# Task requirements
Write out the records below verbatim, from the line containing "Target = white interior door" through the end of the records, including both of those ends.

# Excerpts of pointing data
►

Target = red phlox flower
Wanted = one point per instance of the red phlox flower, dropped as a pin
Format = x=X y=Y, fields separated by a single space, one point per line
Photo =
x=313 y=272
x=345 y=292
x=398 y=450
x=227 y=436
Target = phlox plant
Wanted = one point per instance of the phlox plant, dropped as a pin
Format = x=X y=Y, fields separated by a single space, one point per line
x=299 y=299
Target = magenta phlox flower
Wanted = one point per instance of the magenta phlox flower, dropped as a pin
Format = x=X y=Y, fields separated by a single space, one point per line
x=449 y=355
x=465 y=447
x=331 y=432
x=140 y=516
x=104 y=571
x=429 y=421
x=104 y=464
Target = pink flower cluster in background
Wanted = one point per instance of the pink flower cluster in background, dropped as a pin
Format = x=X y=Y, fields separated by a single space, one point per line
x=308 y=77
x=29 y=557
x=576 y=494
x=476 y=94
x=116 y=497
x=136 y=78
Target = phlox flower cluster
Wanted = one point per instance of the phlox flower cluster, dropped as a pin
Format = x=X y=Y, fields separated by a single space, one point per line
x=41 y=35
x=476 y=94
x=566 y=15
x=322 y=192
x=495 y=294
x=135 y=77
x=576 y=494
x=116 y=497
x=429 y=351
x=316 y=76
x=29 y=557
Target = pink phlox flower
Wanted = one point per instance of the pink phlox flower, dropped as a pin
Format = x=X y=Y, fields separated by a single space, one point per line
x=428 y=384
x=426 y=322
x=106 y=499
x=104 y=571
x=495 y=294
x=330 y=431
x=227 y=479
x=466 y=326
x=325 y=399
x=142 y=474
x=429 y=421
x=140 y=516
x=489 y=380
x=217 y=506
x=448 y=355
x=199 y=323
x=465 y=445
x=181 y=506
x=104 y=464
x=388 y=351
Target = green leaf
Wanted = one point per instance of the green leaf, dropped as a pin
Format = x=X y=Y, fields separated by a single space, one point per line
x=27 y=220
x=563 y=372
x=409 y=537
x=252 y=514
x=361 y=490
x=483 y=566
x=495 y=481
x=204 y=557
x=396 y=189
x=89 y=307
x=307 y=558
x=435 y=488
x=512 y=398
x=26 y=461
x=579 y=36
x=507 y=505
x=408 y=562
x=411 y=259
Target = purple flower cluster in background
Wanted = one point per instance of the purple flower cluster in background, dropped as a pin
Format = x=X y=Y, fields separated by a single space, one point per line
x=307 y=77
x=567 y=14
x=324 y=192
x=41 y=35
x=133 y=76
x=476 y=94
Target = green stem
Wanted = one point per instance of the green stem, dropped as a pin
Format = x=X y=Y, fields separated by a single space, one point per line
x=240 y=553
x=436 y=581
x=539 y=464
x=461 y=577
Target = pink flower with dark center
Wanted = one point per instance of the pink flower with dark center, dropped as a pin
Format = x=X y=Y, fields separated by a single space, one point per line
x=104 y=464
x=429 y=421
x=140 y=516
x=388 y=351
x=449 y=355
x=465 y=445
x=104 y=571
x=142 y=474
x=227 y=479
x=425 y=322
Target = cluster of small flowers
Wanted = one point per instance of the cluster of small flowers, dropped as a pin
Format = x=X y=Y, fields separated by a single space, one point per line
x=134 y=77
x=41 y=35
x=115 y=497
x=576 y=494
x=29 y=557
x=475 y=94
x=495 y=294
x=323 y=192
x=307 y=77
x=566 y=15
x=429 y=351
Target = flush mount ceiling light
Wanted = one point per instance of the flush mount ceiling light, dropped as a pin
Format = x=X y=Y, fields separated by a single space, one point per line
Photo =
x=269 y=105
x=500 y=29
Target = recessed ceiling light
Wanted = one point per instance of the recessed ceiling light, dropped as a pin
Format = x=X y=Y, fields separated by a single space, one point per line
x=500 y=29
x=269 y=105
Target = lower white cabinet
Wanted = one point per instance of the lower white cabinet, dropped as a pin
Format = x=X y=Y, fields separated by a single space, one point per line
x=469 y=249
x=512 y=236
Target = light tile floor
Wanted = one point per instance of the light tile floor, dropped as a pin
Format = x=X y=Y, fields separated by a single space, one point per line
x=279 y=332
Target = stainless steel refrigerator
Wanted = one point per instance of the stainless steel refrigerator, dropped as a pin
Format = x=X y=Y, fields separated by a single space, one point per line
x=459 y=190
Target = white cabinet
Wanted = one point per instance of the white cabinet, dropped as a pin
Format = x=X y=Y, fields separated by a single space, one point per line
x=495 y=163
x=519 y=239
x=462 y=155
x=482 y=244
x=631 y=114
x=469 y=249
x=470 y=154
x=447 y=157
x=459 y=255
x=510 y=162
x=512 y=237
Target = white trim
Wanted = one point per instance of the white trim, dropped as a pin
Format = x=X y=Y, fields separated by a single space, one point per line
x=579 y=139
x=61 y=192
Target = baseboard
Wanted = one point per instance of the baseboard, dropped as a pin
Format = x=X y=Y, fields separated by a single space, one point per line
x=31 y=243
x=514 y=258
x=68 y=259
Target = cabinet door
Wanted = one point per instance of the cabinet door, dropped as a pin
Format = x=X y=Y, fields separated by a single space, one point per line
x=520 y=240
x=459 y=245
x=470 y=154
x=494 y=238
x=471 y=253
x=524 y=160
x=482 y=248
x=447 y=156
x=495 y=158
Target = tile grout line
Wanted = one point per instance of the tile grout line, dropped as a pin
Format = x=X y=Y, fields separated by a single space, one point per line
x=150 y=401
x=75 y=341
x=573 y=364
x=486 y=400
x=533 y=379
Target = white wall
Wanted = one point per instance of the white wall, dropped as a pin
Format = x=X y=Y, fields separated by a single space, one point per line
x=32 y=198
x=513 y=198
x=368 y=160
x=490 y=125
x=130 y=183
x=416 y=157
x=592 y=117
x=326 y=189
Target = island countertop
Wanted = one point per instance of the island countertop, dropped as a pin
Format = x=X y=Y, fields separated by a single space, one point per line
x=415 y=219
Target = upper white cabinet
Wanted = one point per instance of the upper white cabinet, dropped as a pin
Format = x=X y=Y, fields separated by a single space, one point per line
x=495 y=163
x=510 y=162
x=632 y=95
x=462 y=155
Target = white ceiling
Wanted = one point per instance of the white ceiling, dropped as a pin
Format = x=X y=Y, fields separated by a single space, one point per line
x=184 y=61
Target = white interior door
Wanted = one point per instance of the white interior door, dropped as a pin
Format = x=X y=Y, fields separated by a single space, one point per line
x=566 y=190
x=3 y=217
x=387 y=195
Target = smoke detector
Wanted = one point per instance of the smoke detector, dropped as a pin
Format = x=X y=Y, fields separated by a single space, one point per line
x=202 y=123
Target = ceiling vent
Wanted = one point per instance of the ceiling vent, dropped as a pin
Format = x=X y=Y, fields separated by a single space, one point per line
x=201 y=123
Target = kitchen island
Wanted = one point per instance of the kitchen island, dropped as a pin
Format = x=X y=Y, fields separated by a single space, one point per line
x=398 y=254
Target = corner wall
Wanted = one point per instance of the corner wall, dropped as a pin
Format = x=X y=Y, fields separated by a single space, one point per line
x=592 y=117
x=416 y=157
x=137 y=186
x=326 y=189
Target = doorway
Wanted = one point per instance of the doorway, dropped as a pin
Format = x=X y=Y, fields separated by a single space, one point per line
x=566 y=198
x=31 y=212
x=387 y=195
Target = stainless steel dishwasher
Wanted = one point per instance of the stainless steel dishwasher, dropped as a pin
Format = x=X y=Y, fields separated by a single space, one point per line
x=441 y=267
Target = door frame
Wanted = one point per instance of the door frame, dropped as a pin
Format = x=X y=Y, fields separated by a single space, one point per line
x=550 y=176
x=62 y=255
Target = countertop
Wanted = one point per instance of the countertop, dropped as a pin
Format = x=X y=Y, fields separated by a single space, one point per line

◄

# Result of this exercise
Target = white interior door
Wanted = one point per instance of the white interior door, dropped as a pin
Format = x=X y=Y, fields separated by a single space, one point per line
x=566 y=190
x=3 y=217
x=387 y=195
Target = smoke detector
Wanted = one point per instance of the smoke detector, dropped as a pin
Format = x=X y=Y, fields separated by a single space, one point per line
x=202 y=123
Target = ceiling vent
Wanted = one point per instance of the ceiling vent, dropped as a pin
Format = x=X y=Y, fields separated by a single space, one point per line
x=201 y=123
Target = kitchen island
Wanted = one point per instance of the kitchen island, dropped as a pin
Format = x=X y=Y, fields separated by a single space, one point per line
x=398 y=254
Target = corner wall
Wanted = one point per instance of the corner wall, dropped as a pin
Format = x=X y=Y, fields separated by a single space, one point per line
x=592 y=117
x=416 y=157
x=137 y=186
x=326 y=189
Target = doorway
Wanted = one point per instance of the doorway, dropped as a pin
Format = x=X y=Y, fields separated by a single space, one point per line
x=566 y=198
x=31 y=212
x=387 y=195
Target = stainless steel dishwasher
Wanted = one point per instance of the stainless steel dishwasher, dropped as a pin
Format = x=X y=Y, fields separated by a single space, one point per line
x=441 y=267
Target = door frame
Wanted = one point per instance of the door frame, dropped as a pin
Format = x=X y=Y, fields separated by a single space, one point per line
x=550 y=176
x=62 y=255
Target = countertop
Wanted = one point per instance of the countertop, dropped as a pin
Format = x=X y=Y, fields separated by a single space, one point per line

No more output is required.